-- Start --

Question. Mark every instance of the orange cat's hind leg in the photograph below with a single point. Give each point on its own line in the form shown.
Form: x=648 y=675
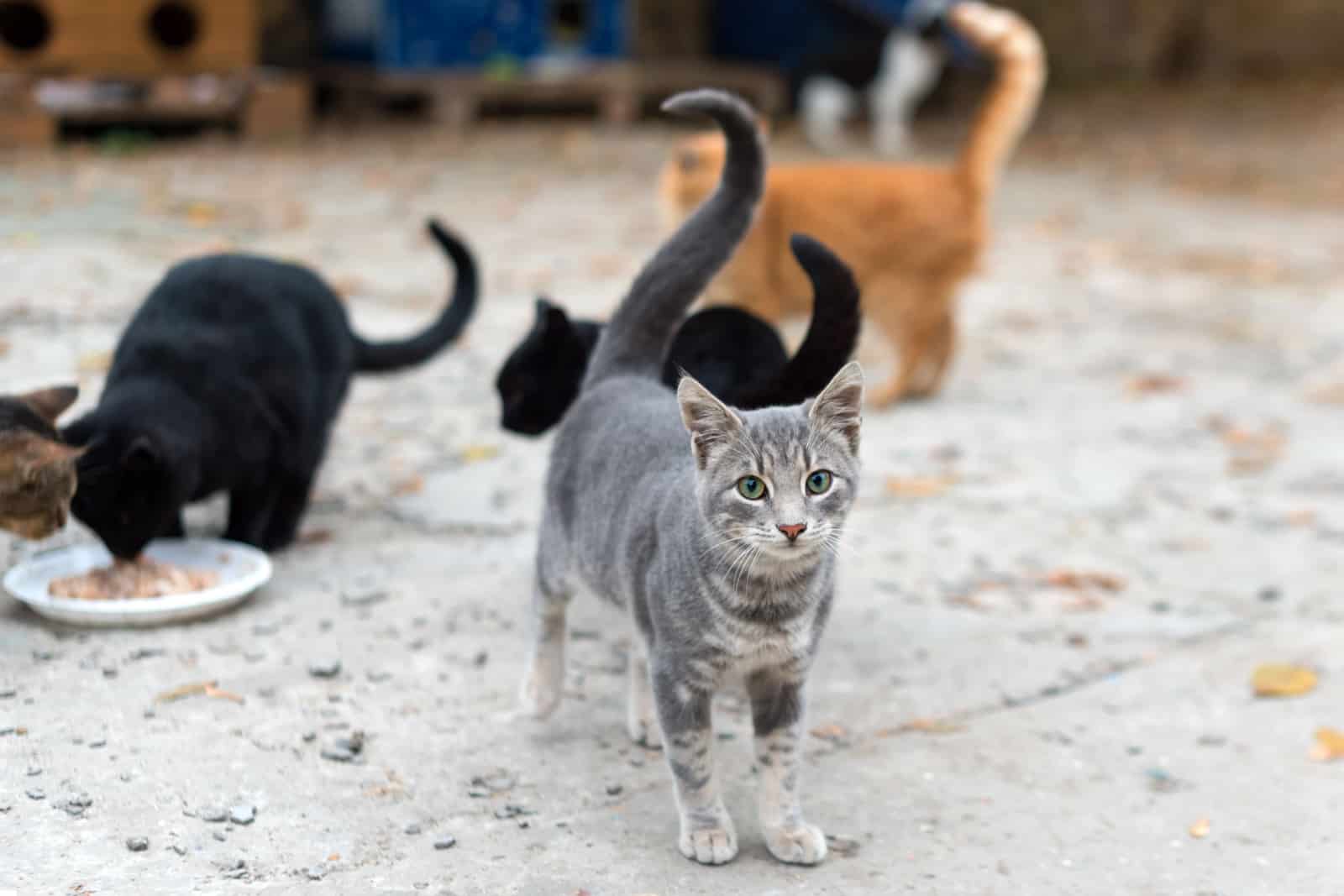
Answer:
x=885 y=302
x=917 y=318
x=938 y=345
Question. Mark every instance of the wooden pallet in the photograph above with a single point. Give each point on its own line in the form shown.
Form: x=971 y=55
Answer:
x=617 y=92
x=259 y=105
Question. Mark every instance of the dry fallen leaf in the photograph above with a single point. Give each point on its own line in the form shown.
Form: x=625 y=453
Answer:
x=202 y=214
x=316 y=537
x=918 y=486
x=94 y=362
x=1252 y=450
x=212 y=691
x=924 y=726
x=207 y=688
x=1330 y=745
x=1277 y=680
x=1153 y=385
x=1331 y=394
x=1075 y=580
x=349 y=285
x=412 y=485
x=830 y=732
x=476 y=453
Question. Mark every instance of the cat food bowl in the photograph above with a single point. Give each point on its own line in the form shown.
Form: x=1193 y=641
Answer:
x=237 y=570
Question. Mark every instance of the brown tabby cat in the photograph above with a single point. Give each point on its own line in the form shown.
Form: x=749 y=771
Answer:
x=911 y=234
x=37 y=469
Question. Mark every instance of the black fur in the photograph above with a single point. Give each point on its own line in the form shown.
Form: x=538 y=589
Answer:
x=228 y=379
x=734 y=354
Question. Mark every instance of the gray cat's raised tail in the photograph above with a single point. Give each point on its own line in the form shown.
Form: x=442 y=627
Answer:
x=636 y=340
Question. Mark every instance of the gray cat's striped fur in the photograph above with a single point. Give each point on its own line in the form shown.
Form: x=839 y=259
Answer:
x=714 y=582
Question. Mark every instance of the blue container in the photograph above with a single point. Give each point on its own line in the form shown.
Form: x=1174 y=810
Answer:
x=447 y=34
x=785 y=33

-- End --

Instruction
Return all of the lines above verbatim, from the first to the last, and leave the picture out.

Reply to the task
Question. Mark every instance of the orange cat's hind leg in the photograph below with a single point. Give each point on its own line in the form shown.
Form: x=648 y=675
Answer:
x=885 y=302
x=917 y=318
x=938 y=345
Question. Mark every instance of the wooden pallet in the photograph above with a single point. Give each point on its own line in the form shown.
Form: x=971 y=55
Answer:
x=617 y=92
x=259 y=105
Question. Mark every instance of the dry fallen leaf in the photograph above with a single point. Give each point on its own line in the form shown.
Form: x=625 y=453
Answer:
x=202 y=214
x=316 y=537
x=918 y=486
x=94 y=362
x=1252 y=450
x=212 y=691
x=924 y=726
x=207 y=688
x=1330 y=745
x=1277 y=680
x=1153 y=385
x=1331 y=394
x=1075 y=580
x=349 y=285
x=412 y=485
x=830 y=732
x=476 y=453
Question. Mark every instance of the cat food bowl in the photograph above with a single point. Give each point on its own line in the form shown.
Form: x=1193 y=641
Answer:
x=237 y=570
Question. Mark every instance of the brown tabby cat in the photograph above with a single point. Give each point on its own line in the form shown.
Form: x=749 y=771
Answer:
x=911 y=234
x=37 y=469
Question. Mark every instance of the black fur in the photograph above with a single point. Give each point on its own line in the form shown.
Form: x=538 y=589
Answer:
x=228 y=379
x=734 y=354
Question. Mark every instance of the gray cat's raised tail in the photograph above with a single point. Give each point on its own line in the form shown.
Form: x=442 y=627
Answer:
x=636 y=340
Question. Mark every instance of the gray cat's striped fur in the photograph above with a single point. Give each point on its own line in the form shown.
Form: x=839 y=259
Answer:
x=714 y=582
Question. Mark every instance of the blue container in the photograph above with a single point. Give each point on its own line in the form shown.
Form: x=1174 y=810
Answer:
x=447 y=34
x=785 y=33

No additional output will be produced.